# JOB:
Copy out, unchanged, the lines of the records below from the one containing "Expected: one point per instance of the tall" to the one containing "x=203 y=449", both of those lines included.

** BEGIN MATERIAL PROVIDED **

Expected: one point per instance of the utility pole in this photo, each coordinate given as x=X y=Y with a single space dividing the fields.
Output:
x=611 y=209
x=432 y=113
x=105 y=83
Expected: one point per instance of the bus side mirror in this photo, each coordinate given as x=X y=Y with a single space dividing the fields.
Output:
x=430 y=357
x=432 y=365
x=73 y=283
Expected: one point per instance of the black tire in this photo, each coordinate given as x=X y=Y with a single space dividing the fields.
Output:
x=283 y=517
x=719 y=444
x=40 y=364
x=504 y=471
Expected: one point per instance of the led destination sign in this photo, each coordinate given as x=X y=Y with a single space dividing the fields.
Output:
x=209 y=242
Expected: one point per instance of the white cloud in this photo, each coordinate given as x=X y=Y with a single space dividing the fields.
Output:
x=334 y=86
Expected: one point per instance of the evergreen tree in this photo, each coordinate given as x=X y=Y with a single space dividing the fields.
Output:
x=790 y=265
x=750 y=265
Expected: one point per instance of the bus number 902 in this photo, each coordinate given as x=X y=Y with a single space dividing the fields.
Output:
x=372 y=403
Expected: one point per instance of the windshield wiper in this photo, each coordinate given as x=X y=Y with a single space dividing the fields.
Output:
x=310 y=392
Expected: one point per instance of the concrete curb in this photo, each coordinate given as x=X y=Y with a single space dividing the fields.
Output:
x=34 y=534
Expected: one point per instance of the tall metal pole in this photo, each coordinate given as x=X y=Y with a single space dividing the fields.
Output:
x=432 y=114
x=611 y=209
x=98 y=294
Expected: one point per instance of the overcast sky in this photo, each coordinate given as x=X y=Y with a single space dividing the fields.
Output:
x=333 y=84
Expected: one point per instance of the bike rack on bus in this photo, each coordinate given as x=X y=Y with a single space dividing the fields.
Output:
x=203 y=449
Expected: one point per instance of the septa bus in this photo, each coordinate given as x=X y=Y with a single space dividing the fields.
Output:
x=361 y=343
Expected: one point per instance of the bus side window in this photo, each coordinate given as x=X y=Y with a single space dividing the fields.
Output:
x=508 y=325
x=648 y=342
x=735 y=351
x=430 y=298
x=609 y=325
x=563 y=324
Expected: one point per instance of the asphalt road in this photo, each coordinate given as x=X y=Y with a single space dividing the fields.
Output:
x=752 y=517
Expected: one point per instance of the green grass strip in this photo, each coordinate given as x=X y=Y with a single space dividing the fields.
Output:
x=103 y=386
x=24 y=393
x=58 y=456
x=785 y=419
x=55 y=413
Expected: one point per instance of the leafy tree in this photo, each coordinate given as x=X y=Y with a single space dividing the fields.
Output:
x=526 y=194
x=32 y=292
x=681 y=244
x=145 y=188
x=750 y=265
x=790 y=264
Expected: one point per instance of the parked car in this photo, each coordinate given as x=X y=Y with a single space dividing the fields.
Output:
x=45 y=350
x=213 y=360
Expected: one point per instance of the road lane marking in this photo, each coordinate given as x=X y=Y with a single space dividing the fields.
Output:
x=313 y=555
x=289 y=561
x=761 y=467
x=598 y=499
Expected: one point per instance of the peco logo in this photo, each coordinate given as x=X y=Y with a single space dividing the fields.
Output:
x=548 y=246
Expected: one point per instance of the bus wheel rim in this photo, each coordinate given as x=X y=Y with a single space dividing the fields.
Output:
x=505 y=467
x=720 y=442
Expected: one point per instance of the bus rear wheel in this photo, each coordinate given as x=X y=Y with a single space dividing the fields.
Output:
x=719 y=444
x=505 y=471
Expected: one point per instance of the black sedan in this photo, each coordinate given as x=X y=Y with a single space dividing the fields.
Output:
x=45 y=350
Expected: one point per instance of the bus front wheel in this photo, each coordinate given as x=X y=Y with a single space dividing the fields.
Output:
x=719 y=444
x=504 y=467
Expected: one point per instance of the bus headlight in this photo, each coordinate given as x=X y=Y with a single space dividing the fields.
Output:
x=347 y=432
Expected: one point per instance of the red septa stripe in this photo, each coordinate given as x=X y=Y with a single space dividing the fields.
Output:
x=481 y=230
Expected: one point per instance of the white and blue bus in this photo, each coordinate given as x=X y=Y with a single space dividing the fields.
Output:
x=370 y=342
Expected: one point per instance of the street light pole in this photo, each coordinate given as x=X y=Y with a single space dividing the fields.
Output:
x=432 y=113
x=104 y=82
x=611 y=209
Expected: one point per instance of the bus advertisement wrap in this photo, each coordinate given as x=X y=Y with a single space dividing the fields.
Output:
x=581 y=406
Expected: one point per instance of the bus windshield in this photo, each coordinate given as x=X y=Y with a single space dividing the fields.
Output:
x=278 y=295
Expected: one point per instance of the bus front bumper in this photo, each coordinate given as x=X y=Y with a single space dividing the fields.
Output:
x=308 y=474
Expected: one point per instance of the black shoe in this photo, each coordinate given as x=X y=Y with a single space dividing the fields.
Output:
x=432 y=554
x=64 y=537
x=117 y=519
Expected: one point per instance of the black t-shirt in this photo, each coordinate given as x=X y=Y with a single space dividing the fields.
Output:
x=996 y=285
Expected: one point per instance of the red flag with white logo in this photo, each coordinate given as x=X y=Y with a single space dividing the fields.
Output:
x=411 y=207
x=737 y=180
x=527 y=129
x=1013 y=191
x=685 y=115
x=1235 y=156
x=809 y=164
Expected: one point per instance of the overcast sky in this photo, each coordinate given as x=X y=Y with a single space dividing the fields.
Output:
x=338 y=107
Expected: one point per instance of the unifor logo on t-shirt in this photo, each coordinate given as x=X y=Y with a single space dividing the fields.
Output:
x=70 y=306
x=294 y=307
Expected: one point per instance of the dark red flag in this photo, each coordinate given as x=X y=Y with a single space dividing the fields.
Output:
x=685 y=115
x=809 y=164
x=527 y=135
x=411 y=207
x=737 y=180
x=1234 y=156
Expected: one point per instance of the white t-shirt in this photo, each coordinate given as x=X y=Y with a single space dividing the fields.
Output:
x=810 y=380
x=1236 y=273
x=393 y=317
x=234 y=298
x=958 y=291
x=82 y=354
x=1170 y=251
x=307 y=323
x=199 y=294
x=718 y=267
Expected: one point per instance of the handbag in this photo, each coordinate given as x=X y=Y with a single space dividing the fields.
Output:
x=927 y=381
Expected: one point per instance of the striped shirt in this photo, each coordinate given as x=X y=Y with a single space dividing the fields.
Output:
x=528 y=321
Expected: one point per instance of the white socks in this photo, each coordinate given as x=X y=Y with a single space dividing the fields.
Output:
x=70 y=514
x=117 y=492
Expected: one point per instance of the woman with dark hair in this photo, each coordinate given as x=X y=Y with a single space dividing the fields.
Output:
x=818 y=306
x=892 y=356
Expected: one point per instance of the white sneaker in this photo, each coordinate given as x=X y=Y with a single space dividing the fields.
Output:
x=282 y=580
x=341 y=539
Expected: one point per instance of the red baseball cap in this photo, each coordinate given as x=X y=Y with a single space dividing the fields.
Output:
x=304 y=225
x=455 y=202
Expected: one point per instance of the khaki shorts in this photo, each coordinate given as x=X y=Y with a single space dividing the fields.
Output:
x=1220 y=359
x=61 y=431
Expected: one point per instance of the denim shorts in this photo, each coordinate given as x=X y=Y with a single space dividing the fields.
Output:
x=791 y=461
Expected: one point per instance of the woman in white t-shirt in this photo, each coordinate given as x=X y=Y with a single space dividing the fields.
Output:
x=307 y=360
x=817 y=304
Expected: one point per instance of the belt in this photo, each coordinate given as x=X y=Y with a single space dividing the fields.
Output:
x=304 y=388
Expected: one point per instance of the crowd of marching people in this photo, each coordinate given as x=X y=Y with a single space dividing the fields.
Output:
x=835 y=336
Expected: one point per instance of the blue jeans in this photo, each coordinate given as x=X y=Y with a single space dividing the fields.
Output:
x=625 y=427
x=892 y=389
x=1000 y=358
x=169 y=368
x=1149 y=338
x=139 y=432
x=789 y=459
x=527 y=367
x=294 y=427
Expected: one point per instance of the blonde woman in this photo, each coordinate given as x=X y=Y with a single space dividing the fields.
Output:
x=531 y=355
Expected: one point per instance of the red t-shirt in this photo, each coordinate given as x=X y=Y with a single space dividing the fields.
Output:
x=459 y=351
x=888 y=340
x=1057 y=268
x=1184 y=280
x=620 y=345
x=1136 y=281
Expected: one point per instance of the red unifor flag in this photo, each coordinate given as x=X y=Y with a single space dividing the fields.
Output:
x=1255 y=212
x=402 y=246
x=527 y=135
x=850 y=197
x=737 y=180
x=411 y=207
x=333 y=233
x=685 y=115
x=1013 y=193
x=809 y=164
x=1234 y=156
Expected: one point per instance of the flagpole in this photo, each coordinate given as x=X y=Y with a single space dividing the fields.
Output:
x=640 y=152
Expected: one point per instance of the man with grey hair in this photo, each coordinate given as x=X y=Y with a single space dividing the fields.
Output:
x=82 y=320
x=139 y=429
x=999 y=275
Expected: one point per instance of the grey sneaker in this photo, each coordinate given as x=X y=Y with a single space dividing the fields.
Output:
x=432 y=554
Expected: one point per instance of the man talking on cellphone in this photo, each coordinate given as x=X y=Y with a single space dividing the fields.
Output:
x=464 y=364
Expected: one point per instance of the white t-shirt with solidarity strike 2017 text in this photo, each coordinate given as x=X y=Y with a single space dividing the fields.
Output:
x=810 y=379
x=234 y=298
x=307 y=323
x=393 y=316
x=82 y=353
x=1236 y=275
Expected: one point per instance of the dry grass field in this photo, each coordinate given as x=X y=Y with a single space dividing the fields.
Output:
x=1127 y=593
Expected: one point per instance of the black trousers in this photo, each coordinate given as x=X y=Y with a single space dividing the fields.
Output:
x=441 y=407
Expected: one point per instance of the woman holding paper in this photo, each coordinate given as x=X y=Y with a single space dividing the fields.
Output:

** END MATERIAL PROVIDED **

# FULL ANSWER:
Expected: one point per instance of the tall metal pole in this photo, each coordinate given as x=X y=Y with a single space dividing the fields.
Output:
x=432 y=114
x=611 y=209
x=98 y=294
Expected: one point per instance of the overcast sky in this photo, each coordinate given as x=X y=Y with a single space dividing the fields.
Output:
x=333 y=84
Expected: one point per instance of the bike rack on bus in this photo, each coordinate given as x=X y=Y with a single space dividing the fields.
Output:
x=203 y=449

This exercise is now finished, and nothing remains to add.